----- Supplied text -----

Anthropic's secretive "Mythos" model reportedly cracks enterprise networks — and re-ignites an architecture debate
Anthropic has stunned the security and AI communities by withdrawing public access to its latest model, Claude Mythos Preview, saying its network-attack capabilities pose an “unprecedented cybersecurity risk.” It has been reported that the UK-based AI Safety Institute (AISI) ran Mythos through a high-fidelity adversarial exercise called “The Last Ones” (TLO) and found the model could autonomously complete long, multi-step enterprise intrusions — a performance leap that researchers say outstrips prior flagship systems by an order of magnitude.
What the tests showed
The AISI report, reportedly, used a 32-step simulated corporate breach that normally takes top human red‑teamers 14–20 hours. Prior leaders like GPT‑4o averaged fewer than two steps in the same environment; Claude Opus 4.6 reached 22 steps under heavy compute budgets. Mythos, however, reportedly achieved perfect runs in three of ten independent trials, completing all 32 steps from reconnaissance through credential theft to exfiltration. If verified, this suggests an AI moving from an assistant role toward an autonomous “digital mercenary.” How do you police a tool that can chain together and execute complex network operations without human prompting?

----- Data for review -----

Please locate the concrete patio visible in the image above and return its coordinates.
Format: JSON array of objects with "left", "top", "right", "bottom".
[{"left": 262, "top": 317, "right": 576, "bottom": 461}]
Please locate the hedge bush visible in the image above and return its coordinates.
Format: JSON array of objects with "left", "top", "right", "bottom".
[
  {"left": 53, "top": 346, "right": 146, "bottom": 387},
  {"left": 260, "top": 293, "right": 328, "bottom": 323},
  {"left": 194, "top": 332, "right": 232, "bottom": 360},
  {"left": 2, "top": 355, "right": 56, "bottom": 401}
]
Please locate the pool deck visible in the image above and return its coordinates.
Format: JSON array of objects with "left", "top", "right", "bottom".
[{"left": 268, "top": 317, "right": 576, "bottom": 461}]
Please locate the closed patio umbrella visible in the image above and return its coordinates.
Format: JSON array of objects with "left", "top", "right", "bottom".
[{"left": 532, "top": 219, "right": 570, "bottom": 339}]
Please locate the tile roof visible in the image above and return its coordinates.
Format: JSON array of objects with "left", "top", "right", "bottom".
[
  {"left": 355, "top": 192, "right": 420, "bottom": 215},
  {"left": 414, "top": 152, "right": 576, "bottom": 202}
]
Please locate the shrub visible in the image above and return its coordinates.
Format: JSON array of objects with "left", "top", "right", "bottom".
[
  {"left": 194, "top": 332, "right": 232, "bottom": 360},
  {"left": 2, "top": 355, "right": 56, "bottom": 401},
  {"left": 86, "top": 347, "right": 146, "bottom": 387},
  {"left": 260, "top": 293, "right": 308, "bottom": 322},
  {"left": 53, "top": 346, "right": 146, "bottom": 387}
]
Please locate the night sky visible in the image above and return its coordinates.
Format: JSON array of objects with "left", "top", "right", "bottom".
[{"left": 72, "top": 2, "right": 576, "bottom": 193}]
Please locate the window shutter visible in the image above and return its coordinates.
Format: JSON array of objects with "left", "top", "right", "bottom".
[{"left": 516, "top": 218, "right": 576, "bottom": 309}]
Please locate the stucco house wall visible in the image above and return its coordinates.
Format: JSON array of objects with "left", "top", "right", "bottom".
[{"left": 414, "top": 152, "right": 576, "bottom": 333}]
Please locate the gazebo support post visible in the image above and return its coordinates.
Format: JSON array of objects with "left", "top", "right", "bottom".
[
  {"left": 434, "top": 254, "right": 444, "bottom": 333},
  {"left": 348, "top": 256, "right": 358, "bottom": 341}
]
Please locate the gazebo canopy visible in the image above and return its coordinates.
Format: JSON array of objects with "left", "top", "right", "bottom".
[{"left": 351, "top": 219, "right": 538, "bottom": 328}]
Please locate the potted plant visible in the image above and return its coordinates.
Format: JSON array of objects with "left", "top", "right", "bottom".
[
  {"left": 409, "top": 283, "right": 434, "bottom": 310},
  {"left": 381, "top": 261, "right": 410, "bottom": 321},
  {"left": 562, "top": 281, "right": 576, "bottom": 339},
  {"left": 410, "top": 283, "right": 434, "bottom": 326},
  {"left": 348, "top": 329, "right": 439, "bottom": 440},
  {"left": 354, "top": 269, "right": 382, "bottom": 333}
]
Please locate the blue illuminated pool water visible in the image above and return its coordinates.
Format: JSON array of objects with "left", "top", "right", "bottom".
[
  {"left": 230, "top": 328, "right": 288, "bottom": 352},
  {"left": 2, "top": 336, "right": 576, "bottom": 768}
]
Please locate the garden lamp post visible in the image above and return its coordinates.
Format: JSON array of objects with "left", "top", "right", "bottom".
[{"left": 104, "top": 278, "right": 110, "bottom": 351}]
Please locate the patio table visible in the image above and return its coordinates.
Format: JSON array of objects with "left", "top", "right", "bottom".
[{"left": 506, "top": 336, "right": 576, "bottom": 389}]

-----

Exercises
(A) Transcribe the part of the Mythos article that opens with the words containing "What the tests" and closes with "without human prompting?".
(B) According to the Mythos article, how long does the 32-step simulated corporate breach normally take top human red-teamers?
(C) List every AI model that the Mythos article names.

Solution set
(A)
What the tests showed
The AISI report, reportedly, used a 32-step simulated corporate breach that normally takes top human red‑teamers 14–20 hours. Prior leaders like GPT‑4o averaged fewer than two steps in the same environment; Claude Opus 4.6 reached 22 steps under heavy compute budgets. Mythos, however, reportedly achieved perfect runs in three of ten independent trials, completing all 32 steps from reconnaissance through credential theft to exfiltration. If verified, this suggests an AI moving from an assistant role toward an autonomous “digital mercenary.” How do you police a tool that can chain together and execute complex network operations without human prompting?

(B) 14–20 hours.

(C) Claude Mythos Preview, GPT‑4o, Claude Opus 4.6